Book Reviews

Foer’s Extremely Loud Incredibly Close

A Tragi-Comic Study of a Boy’s Trauma

Jonathan Safran Foer is a Jewish American novelist. He is usually identified in his famous novels - Everything Is Illuminated (2002), Extremely Loud and Incredibly Close (2005), Here I Am (2016) and for his non-fiction writing Eating Animals (2009). He was born in Washington, D.C. in a Jewish family. In 1999 he completed his graduation from Princeton University with a degree in philosophy. Joyce Carol Oates was the first author who invigorated him for writing, which Foer himself accepts ones that, “she was the first person to ever make me think I should try to write in any sort of serious way” (Wikipedia). Oates was also his mentor in his thesis writing for which Foer received Princeton’s Senior Creative Writing Thesis Prize. He has been working as an editor for the anthology A Convergence of Birds: Original Fiction and Poetry Inspired by the Work of Joseph Cornell, to which he contributed a short story, “If the Aging Magician Should Begin to Believe”. And the thesis for which he won the Princeton’s Senior Creative Writing Prize transformed into a novel, Everything Is Illuminated, which was published by Houghton Mifflin in 2002. The book earned him a National Jewish Book Award (2001) and a Guardian First Book Award (2002).

9/11 terrorist attack on America has historic significance because of the destruction of the World Trade Center (symbolizes American supremacy) of America. On 11 September 2001 some terrorists from different Muslim countries belonging to the terroristic group: al-Qaida, accomplished this heinous act. And these terrorists used four American airplanes. They used two planes used in destroying the World Trade Center, One crashed into the Pentagon (military headquarters, Washington DC) and the fourth crashed in Pennsylvania. According to investigations almost 3000 people on this day so in the history of America it has come to be known as the black day. The terrorist attacks on American World Trade Center have global impact. No one can deny this fact that the 9/11 event belongs to us all and in some extent all the people of the world have been influenced by it. It has been nearly fifteen years since the attacks on September 11th, and its psychological, physical and mental influence still can be seen on the people of the entire world, hitherto the debates regarding the consequences of 9/11 attacks are quiet emerging in the modern era. It seems that the world is still globally, socially, culturally, and politically troubled and shocked. In fact, there has been a contemporary growth in the last few years of what is being denoted to as 9/11 literature. According to Michael Rothberg, “literature has provided one of the most effective sites for reflection on the meanings of American life after 9/11” (124). It is clear that no one knows what to make of it, or what to say about it different authors have expressed their ideas differently. Different authors described 9/11 event in different perspectives because some of them witnessed the event directly or indirectly, and some experienced its traumatized effect on their own accord.
══════════
## Aim of the task
Using the book review above:
(a) What degree did Foer earn from Princeton University?
(b) Which author does the review name as his mentor for his thesis?
(c) Where did the fourth airplane crash on September 11, 2001?

## Collected data
══════════
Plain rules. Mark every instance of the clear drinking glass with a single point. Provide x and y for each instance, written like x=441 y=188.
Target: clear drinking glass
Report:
══════════
## The reply
(a) A degree in philosophy.
(b) Joyce Carol Oates.
(c) In Pennsylvania.